Written problem
List every line in the listing below that contains the string "Outline", matching case exactly.

Dataset excerpt:

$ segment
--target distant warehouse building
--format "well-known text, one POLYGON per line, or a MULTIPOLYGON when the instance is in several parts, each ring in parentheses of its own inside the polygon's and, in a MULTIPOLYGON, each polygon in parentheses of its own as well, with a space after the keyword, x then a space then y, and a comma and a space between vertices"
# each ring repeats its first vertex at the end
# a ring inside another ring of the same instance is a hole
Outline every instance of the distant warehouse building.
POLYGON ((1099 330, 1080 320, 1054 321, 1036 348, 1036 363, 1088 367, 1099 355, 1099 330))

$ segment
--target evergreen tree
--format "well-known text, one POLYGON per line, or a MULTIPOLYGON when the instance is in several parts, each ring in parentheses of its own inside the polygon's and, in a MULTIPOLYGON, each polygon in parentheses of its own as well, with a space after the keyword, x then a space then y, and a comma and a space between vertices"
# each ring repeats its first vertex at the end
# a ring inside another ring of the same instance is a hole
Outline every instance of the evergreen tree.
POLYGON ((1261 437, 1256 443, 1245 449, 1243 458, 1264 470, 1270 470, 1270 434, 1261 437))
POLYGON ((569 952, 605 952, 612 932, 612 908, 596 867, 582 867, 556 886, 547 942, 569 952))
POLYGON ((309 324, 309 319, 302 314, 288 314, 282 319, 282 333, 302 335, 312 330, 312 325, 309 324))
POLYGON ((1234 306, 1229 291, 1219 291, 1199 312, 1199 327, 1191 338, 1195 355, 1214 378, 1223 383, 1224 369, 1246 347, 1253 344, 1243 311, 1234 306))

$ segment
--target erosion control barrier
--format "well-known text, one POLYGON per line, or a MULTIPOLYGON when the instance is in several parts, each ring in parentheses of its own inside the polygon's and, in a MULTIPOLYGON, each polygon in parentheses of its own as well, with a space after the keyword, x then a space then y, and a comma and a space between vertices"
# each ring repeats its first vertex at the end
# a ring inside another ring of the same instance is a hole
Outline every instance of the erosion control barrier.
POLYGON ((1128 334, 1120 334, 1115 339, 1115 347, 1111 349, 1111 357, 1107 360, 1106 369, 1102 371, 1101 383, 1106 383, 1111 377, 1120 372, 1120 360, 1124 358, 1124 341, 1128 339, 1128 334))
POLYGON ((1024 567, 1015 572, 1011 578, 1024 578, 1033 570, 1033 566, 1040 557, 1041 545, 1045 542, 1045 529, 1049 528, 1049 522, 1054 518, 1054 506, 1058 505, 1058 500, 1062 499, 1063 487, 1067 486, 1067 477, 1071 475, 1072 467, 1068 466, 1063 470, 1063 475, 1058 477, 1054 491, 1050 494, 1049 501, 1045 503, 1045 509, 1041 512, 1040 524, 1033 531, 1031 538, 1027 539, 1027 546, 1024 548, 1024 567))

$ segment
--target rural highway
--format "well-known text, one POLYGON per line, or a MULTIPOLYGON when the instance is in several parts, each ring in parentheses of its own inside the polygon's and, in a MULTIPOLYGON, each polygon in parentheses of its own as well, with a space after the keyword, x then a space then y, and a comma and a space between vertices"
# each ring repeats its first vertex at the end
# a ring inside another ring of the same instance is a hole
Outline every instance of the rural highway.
---
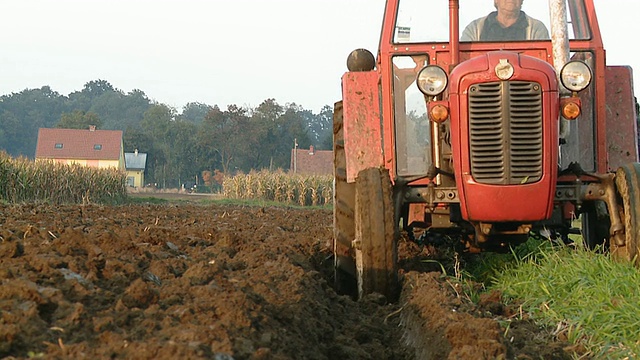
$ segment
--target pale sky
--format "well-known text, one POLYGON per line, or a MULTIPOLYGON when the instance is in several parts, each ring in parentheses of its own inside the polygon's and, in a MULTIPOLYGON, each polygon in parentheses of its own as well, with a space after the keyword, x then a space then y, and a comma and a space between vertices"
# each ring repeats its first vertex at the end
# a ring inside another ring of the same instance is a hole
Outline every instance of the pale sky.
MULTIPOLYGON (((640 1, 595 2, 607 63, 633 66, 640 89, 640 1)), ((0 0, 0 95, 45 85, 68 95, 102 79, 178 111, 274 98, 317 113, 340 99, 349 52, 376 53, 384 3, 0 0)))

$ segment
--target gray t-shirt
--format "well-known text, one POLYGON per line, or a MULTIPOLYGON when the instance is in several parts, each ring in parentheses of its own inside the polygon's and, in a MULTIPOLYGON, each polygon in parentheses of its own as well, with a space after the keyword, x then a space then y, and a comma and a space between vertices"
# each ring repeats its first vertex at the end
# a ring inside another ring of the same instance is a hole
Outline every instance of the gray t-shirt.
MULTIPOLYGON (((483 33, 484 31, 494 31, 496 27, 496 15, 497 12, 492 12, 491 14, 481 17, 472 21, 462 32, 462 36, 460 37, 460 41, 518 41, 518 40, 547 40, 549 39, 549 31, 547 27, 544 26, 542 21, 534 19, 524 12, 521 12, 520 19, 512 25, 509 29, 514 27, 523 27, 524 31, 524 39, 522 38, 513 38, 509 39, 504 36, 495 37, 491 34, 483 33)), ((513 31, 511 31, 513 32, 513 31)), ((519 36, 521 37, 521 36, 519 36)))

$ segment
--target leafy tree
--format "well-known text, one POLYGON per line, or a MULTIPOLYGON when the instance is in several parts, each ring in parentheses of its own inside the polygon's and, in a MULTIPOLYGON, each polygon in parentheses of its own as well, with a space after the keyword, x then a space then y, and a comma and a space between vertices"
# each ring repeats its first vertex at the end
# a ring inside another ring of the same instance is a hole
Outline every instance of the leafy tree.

Task answer
Outline every instance of the distant warehouse building.
Outline every instance of the evergreen tree.
Outline every instance of the erosion control barrier.
Outline every instance of the rural highway.
Outline every instance of the pale sky.
Outline every instance of the gray t-shirt.
Outline every instance of the leafy tree.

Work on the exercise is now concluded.